Assignment:
Collect each line of the entries that holds the string "umbrella".

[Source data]

|---|

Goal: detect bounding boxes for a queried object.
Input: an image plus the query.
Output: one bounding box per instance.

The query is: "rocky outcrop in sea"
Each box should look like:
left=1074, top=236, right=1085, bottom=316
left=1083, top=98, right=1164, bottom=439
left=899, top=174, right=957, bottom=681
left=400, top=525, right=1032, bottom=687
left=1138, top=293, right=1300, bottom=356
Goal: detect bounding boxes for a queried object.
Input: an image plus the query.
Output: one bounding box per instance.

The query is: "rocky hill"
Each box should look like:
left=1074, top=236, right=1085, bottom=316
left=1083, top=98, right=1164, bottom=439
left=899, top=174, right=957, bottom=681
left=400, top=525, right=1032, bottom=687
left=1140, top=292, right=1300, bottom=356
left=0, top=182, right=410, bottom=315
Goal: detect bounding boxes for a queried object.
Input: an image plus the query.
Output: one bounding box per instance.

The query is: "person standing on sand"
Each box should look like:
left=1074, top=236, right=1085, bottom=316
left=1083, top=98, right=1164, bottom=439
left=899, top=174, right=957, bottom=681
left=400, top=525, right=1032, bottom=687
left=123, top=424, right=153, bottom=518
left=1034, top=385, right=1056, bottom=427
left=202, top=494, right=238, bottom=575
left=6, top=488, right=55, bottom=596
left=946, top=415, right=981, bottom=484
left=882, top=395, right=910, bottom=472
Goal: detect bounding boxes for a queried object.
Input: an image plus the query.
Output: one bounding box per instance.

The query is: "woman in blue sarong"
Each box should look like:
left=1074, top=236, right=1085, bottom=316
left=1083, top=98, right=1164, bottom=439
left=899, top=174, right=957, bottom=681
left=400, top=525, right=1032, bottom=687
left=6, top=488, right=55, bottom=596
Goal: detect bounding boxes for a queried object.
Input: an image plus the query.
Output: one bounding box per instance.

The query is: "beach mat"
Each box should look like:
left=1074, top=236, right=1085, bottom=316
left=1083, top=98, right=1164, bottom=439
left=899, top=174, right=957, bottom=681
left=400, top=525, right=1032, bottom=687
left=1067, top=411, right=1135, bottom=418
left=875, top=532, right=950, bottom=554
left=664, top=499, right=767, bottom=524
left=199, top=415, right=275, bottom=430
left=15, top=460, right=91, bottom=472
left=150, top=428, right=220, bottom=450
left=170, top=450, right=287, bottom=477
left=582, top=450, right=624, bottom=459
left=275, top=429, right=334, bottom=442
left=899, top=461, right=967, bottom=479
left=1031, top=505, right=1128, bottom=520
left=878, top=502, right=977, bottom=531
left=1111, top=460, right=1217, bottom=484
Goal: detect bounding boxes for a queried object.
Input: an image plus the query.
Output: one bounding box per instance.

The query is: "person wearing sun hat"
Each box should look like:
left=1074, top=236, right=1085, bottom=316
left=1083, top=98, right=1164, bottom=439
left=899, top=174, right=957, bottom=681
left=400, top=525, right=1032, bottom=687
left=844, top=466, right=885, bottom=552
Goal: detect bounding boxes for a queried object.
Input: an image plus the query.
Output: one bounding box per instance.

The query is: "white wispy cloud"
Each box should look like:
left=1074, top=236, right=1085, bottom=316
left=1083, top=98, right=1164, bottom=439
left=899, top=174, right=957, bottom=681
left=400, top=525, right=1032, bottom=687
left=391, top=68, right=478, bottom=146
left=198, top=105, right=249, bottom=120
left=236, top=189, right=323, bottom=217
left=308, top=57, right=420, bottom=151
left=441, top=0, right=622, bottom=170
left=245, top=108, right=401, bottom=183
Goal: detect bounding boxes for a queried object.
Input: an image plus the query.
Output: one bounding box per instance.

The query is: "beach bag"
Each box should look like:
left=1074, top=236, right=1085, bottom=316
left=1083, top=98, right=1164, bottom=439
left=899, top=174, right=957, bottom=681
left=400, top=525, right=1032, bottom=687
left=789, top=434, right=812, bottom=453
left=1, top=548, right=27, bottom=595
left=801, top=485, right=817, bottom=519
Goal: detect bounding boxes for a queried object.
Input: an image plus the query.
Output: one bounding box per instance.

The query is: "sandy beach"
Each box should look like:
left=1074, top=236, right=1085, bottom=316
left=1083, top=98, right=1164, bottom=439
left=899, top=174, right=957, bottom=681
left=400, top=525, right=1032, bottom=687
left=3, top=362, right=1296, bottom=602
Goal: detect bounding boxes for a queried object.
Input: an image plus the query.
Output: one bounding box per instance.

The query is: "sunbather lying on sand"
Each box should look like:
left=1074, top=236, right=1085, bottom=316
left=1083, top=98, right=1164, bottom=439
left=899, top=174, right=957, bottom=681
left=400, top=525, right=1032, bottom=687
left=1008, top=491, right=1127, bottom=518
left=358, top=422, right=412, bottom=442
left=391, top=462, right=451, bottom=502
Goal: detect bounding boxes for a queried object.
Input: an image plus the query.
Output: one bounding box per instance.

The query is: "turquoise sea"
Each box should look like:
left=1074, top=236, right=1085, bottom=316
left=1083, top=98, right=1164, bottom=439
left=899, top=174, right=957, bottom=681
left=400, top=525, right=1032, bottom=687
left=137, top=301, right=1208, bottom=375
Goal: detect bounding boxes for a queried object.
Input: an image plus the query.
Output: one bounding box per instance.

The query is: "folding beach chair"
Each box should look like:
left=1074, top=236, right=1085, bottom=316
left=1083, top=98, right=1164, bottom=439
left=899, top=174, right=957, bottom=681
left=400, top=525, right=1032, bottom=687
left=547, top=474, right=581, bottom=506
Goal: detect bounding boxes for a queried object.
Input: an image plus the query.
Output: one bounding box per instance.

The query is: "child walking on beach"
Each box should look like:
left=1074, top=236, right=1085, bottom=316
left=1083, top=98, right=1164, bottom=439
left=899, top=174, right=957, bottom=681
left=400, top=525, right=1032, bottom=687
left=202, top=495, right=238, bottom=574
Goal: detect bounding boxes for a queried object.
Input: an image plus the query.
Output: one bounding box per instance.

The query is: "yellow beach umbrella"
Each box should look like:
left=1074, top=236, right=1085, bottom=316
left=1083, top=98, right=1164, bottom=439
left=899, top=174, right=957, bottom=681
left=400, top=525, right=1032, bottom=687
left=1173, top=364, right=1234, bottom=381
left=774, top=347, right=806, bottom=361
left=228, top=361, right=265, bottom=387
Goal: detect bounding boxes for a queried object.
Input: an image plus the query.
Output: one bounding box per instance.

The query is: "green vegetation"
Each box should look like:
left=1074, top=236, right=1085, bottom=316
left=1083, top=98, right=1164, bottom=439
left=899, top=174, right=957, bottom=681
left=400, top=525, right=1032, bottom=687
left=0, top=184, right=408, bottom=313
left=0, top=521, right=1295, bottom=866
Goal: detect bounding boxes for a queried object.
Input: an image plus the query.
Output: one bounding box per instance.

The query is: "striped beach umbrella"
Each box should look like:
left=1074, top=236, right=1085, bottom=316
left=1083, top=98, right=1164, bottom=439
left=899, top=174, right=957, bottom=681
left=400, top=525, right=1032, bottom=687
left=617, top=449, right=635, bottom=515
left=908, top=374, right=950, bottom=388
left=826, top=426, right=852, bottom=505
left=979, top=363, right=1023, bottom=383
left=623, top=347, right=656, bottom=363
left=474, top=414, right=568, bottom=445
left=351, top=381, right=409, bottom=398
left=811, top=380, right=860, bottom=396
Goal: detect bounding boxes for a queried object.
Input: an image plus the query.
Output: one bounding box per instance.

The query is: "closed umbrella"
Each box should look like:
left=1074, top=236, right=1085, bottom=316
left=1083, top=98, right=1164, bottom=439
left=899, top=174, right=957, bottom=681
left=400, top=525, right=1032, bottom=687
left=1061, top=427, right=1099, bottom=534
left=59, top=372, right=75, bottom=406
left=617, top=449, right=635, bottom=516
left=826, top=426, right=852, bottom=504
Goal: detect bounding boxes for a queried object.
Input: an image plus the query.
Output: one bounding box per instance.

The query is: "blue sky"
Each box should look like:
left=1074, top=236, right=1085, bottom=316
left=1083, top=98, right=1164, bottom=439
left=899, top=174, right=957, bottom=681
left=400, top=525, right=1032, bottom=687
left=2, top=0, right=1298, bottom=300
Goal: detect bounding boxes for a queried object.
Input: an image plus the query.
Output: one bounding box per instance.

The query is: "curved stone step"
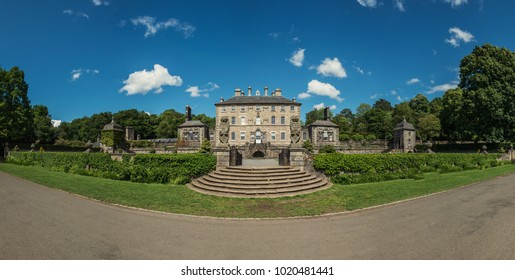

|---|

Completed exercise:
The query is: "yellow beach umbrella"
The query is: "striped beach umbrella"
The query is: "closed umbrella"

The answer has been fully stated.